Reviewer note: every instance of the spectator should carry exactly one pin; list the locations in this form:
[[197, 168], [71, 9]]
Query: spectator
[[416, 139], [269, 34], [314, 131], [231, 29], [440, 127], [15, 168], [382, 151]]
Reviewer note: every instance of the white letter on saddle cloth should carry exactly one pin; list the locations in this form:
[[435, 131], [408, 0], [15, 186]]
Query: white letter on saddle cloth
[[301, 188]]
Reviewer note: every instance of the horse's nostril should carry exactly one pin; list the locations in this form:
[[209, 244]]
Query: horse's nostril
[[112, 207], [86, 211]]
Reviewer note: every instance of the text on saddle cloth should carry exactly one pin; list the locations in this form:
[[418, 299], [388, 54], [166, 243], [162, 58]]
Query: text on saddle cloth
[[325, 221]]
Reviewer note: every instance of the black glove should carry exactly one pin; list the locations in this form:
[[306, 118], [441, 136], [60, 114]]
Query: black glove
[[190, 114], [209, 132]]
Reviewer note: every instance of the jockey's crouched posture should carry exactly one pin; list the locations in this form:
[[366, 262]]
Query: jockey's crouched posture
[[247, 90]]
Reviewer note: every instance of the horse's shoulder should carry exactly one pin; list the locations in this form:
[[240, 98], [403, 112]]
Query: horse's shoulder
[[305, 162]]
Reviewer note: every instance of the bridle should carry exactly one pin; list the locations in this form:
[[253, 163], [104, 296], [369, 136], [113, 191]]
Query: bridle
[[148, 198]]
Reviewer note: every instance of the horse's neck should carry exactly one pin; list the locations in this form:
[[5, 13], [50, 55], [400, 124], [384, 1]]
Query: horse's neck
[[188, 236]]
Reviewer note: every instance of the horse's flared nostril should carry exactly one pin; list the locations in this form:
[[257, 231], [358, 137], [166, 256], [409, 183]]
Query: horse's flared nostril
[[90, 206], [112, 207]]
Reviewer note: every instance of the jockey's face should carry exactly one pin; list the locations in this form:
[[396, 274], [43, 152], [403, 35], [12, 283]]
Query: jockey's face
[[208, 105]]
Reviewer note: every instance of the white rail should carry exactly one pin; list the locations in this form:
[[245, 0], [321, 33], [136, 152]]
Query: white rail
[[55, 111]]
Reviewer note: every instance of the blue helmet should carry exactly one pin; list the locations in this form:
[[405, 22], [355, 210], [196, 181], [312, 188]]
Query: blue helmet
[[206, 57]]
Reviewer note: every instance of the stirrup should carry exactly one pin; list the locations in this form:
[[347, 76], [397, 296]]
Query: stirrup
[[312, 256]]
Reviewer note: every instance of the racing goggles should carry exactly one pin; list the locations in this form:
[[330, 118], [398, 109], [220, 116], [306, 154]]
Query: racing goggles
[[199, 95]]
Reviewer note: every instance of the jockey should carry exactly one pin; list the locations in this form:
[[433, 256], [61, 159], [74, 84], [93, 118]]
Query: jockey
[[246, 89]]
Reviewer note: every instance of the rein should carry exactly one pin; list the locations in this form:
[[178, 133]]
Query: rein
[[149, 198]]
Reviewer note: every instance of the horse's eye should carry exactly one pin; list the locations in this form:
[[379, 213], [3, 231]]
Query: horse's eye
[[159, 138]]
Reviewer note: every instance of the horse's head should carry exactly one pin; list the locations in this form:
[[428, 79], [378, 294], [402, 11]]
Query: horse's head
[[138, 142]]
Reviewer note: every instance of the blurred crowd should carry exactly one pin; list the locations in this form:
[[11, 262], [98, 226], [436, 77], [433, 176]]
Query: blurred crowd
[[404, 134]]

☆ ☆ ☆

PROBLEM DESCRIPTION ▸
Reproduce every one of the entries above word for word, changing nothing.

TASK RESULT ▸
Reviewer note: every instance of the spectator should carry exactly one pin; list the locations in this form:
[[197, 168], [71, 9]]
Query: spectator
[[416, 139], [269, 34], [314, 131], [231, 29], [440, 127], [15, 168], [382, 151]]
Reviewer note: every instance of the white letter on saddle cloth should carry exactly one pin; list the locations in this form:
[[435, 131], [408, 0], [15, 186]]
Query: white letter on saddle cloth
[[301, 188]]
Reviewer note: every instance of the horse's nostril should carry exactly one pin; list the locations in this form:
[[209, 244]]
Query: horse's nostril
[[112, 207], [86, 211]]
Reviewer note: every instance of the text on saddle cloth should carry exactly one pin; list the locations in this form:
[[418, 299], [388, 54], [166, 243], [162, 58]]
Query: text on saddle cloth
[[325, 221]]
Reviewer note: every instance of the black glove should carry exactly one pin; list the locations in this form:
[[306, 118], [441, 136], [60, 114]]
Query: black glove
[[190, 114], [209, 132]]
Reviewer note: every instance of the jockey's crouched posture should carry exactly one pin; list the locations in this form:
[[366, 262]]
Query: jockey's crouched posture
[[247, 90]]
Reviewer note: every instance of the horse's shoulder should carry exactly one pin; list the locations in this form:
[[240, 98], [403, 112]]
Query: horse's shoulder
[[305, 162]]
Reviewer note: every instance of the bridle should carry exactly one pin; list the locations in this form:
[[253, 163], [104, 296], [369, 136], [113, 191]]
Query: bridle
[[148, 198]]
Reviewer note: every instance of the horse's neck should carry exactly one pin; list the locations in this form:
[[5, 13], [50, 55], [400, 124], [384, 1]]
Query: horse's neck
[[188, 236]]
Reviewer note: every instance of the horse's flared nostril should carry exactly one pin; list the locations in this form:
[[257, 231], [358, 137], [166, 256], [409, 183]]
Query: horse's flared nostril
[[90, 206], [112, 207]]
Reviewer note: every instance of the jockey's face should carry exactly one pin; list the locations in this form:
[[396, 274], [43, 152], [403, 35], [12, 283]]
Query: jockey's face
[[208, 105]]
Reviewer note: every instance of the white rail should carry exactly one pin; list the locations in this form:
[[245, 0], [321, 33], [136, 152]]
Query: white rail
[[55, 111]]
Reviewer note: every instance of the blue helmet should carry exactly one pin; list the locations in this form:
[[405, 22], [355, 210], [196, 181], [312, 188]]
Query: blue helmet
[[206, 57]]
Reviewer note: every instance of the stirrup should carry exactly one pin; list the locations in this form:
[[347, 76], [397, 296]]
Query: stirrup
[[312, 256]]
Reviewer note: every instance of the racing goggles should carry exactly one pin; list the locations in this form:
[[330, 118], [398, 109], [220, 116], [306, 154]]
Query: racing goggles
[[199, 95]]
Reviewer note: every instance of the jockey should carry exactly one pin; list the locations in this form:
[[433, 256], [61, 159], [74, 84], [93, 118]]
Query: jockey
[[246, 89]]
Reviewer note: every instance of the rein should carry exactly one pin; list the locations in this form:
[[178, 133]]
Query: rein
[[149, 198]]
Reviewer note: every instance of the horse's eye should carry exactly one pin; list the locations in this form:
[[379, 213], [3, 231]]
Query: horse's eye
[[159, 138]]
Reviewer note: every instance of the horse's head should carry exactly one pin; list the locations in this form:
[[428, 79], [378, 294], [402, 11]]
Query: horse's head
[[138, 142]]
Reviewer note: every instance of the blurred crowd should carry exactly one pin; list the locations in this form:
[[11, 262], [98, 226], [436, 77], [433, 176]]
Query: blurred crowd
[[404, 134]]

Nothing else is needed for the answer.